_SHORT TASK_.
Lay out the lines of the listing below as a numbered list, starting at the line that contains "Spot cheese cut" and running through the end of the listing, both ends included. Leave out any blank lines.

_Excerpts from bounding box data_.
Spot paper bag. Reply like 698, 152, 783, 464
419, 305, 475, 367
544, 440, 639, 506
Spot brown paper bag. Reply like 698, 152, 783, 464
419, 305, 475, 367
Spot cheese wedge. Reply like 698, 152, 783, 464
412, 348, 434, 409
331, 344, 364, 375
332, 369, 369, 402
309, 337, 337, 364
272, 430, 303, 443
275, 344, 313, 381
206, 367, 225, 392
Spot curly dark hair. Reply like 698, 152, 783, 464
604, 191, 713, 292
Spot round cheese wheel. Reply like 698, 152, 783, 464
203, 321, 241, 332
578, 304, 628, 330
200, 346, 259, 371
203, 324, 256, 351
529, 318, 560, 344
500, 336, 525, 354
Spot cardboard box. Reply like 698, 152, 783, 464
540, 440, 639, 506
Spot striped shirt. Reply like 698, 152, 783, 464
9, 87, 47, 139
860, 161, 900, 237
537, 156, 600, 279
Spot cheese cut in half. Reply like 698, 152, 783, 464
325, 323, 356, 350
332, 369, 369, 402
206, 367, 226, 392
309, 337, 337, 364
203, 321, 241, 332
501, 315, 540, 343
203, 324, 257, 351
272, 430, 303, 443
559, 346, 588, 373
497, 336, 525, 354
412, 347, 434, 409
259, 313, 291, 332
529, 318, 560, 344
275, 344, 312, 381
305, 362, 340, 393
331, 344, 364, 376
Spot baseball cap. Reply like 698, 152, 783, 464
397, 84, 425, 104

_WRITTEN SOLUTION_.
1. Spot cheese cut in half. Reply like 698, 152, 783, 464
2. 325, 323, 356, 350
3. 332, 369, 369, 402
4. 206, 367, 226, 392
5. 309, 337, 337, 364
6. 203, 321, 241, 332
7. 501, 315, 540, 343
8. 203, 324, 257, 351
9. 272, 430, 303, 443
10. 559, 346, 588, 373
11. 497, 336, 525, 354
12. 412, 347, 434, 409
13. 259, 313, 291, 332
14. 529, 318, 560, 344
15. 275, 344, 312, 381
16. 305, 362, 340, 393
17. 331, 344, 364, 376
18. Spot baseball cap. Reply like 698, 152, 783, 464
19. 397, 84, 425, 104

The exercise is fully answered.